Write out only the tail of the records, beginning at the line containing "Shelf-audit tool: tag the person" and including the last line, exactly as written.
********************
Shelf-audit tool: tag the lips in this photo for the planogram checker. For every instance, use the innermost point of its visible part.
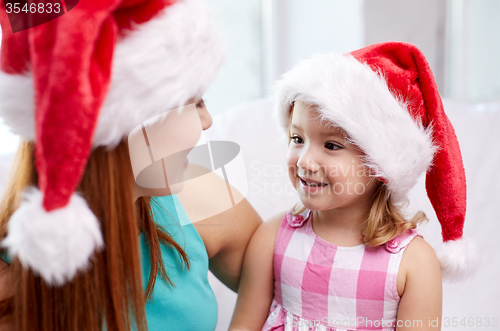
(311, 183)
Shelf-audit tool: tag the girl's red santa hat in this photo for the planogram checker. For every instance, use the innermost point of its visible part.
(385, 97)
(83, 80)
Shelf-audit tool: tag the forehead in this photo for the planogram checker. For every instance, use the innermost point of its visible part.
(307, 116)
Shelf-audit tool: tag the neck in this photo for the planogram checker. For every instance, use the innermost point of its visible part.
(349, 218)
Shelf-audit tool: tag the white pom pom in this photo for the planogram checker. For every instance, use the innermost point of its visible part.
(459, 259)
(53, 244)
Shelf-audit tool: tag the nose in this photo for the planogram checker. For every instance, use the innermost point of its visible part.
(205, 118)
(308, 160)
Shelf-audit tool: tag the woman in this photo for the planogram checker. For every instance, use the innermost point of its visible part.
(84, 242)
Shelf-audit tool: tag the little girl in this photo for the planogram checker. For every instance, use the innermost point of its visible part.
(363, 127)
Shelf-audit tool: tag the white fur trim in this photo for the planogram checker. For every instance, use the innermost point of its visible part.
(459, 259)
(53, 244)
(352, 96)
(157, 67)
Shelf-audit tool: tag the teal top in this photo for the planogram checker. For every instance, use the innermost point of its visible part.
(191, 304)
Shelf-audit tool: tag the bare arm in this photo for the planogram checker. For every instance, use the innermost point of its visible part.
(421, 300)
(257, 280)
(224, 228)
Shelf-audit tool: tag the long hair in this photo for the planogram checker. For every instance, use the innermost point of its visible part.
(110, 291)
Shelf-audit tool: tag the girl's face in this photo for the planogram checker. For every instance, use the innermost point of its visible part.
(171, 138)
(324, 168)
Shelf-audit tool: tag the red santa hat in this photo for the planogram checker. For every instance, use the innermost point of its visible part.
(86, 79)
(385, 97)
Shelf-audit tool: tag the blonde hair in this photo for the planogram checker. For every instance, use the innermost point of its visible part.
(111, 290)
(384, 221)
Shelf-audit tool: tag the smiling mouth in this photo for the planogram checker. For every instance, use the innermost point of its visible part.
(312, 184)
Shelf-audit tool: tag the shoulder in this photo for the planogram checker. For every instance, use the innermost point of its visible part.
(269, 229)
(220, 213)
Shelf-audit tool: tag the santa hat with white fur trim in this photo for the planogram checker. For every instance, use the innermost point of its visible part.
(385, 97)
(83, 80)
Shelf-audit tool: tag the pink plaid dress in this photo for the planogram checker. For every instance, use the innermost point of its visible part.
(322, 286)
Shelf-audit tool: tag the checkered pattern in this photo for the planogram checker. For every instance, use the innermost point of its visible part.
(322, 286)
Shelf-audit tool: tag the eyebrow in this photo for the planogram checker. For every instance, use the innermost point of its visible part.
(327, 133)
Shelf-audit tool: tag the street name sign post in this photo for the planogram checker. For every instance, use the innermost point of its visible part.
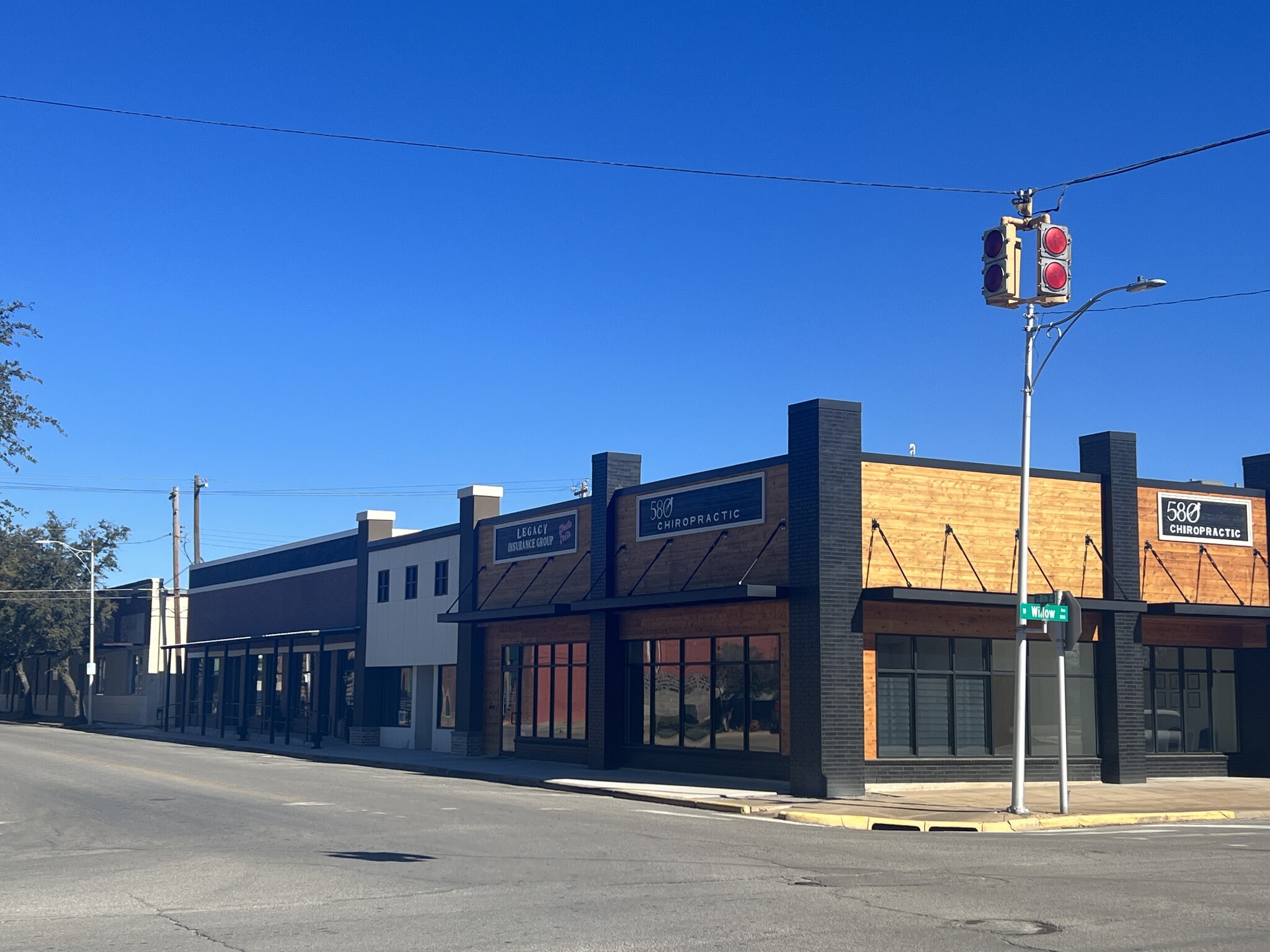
(1033, 612)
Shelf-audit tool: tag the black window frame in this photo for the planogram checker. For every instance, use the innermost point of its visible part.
(526, 673)
(1151, 685)
(441, 695)
(987, 674)
(642, 733)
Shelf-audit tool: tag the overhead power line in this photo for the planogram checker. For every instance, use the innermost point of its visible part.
(505, 152)
(1158, 159)
(1179, 301)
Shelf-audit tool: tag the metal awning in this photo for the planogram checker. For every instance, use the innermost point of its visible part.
(990, 599)
(1192, 610)
(693, 597)
(505, 615)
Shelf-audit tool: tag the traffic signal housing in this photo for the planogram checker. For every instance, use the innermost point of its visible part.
(1002, 259)
(1053, 266)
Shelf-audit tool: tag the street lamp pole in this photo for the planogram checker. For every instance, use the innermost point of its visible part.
(92, 617)
(1059, 329)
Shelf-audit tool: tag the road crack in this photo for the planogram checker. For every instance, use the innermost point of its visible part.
(174, 920)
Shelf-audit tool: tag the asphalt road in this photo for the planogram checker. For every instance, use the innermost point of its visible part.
(123, 843)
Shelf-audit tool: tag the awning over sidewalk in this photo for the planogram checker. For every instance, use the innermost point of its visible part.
(990, 599)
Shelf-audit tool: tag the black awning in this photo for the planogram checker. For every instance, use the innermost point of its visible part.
(1192, 610)
(693, 597)
(506, 615)
(990, 599)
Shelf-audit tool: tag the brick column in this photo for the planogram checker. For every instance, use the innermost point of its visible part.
(367, 692)
(826, 663)
(1114, 457)
(1253, 664)
(475, 503)
(609, 474)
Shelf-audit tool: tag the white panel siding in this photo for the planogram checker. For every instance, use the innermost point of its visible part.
(407, 632)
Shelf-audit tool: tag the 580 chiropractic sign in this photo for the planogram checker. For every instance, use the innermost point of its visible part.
(701, 508)
(1212, 519)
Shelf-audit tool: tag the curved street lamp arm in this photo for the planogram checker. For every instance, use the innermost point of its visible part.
(1070, 322)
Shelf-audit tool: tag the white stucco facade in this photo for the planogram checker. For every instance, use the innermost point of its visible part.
(404, 632)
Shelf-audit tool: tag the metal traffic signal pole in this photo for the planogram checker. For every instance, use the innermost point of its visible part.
(1016, 792)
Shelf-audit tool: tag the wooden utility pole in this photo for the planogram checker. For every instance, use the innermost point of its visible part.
(175, 563)
(200, 483)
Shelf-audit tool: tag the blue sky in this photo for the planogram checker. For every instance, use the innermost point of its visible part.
(281, 311)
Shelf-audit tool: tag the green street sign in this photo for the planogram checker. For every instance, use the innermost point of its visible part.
(1033, 612)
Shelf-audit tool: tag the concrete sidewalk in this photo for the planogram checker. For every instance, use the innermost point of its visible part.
(926, 808)
(981, 806)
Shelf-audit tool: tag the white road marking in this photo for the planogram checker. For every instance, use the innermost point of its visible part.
(703, 815)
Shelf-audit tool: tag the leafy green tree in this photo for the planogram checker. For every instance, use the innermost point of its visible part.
(45, 611)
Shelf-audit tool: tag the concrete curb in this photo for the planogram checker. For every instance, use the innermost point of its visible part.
(1023, 824)
(724, 806)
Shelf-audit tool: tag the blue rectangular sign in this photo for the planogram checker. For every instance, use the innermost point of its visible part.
(701, 508)
(535, 539)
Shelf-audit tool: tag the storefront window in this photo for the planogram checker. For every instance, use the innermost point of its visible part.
(1189, 701)
(705, 694)
(544, 692)
(446, 681)
(406, 682)
(956, 697)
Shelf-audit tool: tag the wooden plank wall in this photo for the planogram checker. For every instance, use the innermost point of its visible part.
(913, 503)
(745, 619)
(727, 564)
(525, 569)
(1184, 558)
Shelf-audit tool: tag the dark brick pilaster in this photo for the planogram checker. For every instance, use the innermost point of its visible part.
(609, 474)
(1114, 457)
(367, 701)
(1253, 664)
(475, 503)
(827, 719)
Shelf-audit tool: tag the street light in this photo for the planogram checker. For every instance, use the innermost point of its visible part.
(92, 615)
(1061, 329)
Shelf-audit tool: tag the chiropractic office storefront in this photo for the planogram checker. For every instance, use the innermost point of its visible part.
(836, 617)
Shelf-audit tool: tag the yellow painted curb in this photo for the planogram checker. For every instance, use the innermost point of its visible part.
(1023, 824)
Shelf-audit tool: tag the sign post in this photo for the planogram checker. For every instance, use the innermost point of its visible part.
(1065, 638)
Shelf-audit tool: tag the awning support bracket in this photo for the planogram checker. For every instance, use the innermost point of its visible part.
(719, 539)
(1147, 547)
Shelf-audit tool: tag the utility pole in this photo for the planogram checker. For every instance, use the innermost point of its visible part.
(200, 483)
(175, 562)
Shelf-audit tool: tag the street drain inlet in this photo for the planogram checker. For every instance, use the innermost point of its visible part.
(1009, 927)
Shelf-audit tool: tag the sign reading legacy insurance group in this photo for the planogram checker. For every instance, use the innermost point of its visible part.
(1215, 519)
(701, 508)
(535, 539)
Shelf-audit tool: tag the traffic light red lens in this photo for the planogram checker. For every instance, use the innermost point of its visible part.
(993, 278)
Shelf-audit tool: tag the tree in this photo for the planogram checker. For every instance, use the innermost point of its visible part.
(17, 413)
(46, 609)
(43, 612)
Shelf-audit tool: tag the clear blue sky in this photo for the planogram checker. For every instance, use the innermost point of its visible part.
(281, 311)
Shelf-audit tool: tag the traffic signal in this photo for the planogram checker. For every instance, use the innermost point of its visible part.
(1053, 266)
(1002, 257)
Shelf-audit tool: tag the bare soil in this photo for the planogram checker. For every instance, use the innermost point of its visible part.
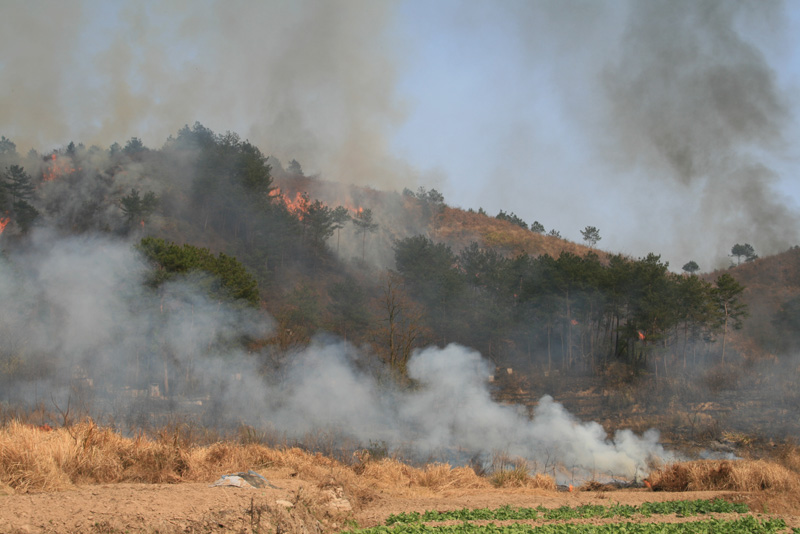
(296, 505)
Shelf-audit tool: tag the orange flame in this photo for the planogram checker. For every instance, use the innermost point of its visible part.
(298, 206)
(57, 167)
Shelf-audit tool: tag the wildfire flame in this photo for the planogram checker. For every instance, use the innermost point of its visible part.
(57, 167)
(299, 204)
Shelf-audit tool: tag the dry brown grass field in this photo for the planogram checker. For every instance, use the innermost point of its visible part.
(85, 478)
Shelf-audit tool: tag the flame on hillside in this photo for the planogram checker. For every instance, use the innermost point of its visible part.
(57, 167)
(298, 204)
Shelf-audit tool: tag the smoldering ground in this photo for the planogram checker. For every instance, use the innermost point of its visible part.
(80, 329)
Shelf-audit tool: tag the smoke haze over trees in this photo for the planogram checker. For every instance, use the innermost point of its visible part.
(676, 114)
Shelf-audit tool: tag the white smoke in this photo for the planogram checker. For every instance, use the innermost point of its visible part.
(77, 308)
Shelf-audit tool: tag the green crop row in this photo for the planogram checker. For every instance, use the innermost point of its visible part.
(681, 508)
(744, 525)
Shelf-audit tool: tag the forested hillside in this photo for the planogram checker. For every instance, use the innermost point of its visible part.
(391, 271)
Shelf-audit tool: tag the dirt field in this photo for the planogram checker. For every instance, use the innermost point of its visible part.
(296, 505)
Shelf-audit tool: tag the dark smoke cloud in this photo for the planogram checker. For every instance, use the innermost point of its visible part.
(692, 98)
(76, 309)
(307, 80)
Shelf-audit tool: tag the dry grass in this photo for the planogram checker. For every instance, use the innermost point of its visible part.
(42, 459)
(738, 475)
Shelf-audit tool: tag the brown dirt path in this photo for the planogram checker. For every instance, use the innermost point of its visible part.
(198, 508)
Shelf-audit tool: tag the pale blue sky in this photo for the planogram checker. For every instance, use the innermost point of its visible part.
(511, 105)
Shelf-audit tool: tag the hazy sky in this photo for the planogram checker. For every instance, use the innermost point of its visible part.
(669, 125)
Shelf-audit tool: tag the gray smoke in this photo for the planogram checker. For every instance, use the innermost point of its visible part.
(76, 310)
(307, 80)
(692, 98)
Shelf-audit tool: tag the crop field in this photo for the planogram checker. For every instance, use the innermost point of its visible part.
(87, 478)
(711, 516)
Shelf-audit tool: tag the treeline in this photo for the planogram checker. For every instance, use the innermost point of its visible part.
(571, 312)
(575, 313)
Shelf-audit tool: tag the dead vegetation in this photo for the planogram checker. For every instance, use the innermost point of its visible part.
(39, 458)
(733, 475)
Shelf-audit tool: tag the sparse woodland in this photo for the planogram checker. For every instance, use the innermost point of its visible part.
(392, 272)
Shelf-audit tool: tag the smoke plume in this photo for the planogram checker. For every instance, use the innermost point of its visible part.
(693, 99)
(79, 326)
(304, 80)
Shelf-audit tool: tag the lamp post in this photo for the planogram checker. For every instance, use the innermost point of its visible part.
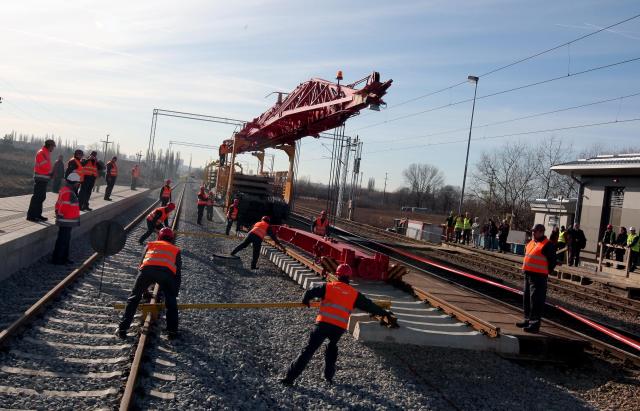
(472, 79)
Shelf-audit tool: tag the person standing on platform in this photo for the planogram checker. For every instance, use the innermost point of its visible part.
(539, 261)
(202, 203)
(58, 174)
(161, 264)
(210, 200)
(255, 237)
(320, 225)
(67, 217)
(165, 193)
(338, 299)
(111, 175)
(75, 165)
(90, 167)
(156, 220)
(232, 215)
(135, 174)
(42, 172)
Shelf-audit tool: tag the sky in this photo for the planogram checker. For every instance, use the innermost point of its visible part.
(85, 69)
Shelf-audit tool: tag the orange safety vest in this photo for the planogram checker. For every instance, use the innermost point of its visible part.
(79, 169)
(534, 261)
(90, 168)
(320, 227)
(260, 229)
(114, 169)
(337, 304)
(232, 213)
(163, 217)
(161, 254)
(67, 208)
(42, 167)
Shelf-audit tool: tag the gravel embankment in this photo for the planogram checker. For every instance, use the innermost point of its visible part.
(232, 359)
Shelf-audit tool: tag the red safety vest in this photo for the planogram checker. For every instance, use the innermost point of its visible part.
(260, 229)
(534, 261)
(161, 254)
(42, 167)
(114, 169)
(232, 212)
(163, 217)
(67, 208)
(320, 227)
(90, 168)
(79, 169)
(337, 304)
********************
▶ Output
Shelf-audit tool: tag the person standing on platform in this photo for the planogram checker. For every instance, use the innermost point of its visible part.
(539, 261)
(202, 203)
(58, 174)
(161, 264)
(210, 200)
(255, 237)
(320, 225)
(67, 217)
(165, 193)
(338, 299)
(111, 175)
(75, 165)
(90, 167)
(156, 220)
(232, 215)
(135, 174)
(42, 172)
Shelf-audit tool: tag the sky in this photo for the planogram checker. For every instance, use the innermost point of its visible part.
(85, 69)
Shelf-audit tool: tag the orange safety vest in this photo for the planogram checker. For every instance, use the innermost point of its visible part.
(79, 169)
(534, 261)
(90, 168)
(320, 227)
(260, 229)
(114, 169)
(337, 304)
(232, 213)
(163, 217)
(161, 254)
(67, 208)
(42, 167)
Shelf-audit tool: tag the gravel embankment in this photo for the planogram checker. For every instance, use the innermost point of its visible part.
(232, 359)
Shelf-audit tool: tag the red safety vest in this photo for the planogram checker. For every instance, use the innermost point of its visible part.
(260, 229)
(534, 261)
(161, 254)
(42, 167)
(114, 169)
(232, 212)
(163, 217)
(67, 208)
(320, 227)
(90, 168)
(79, 169)
(337, 304)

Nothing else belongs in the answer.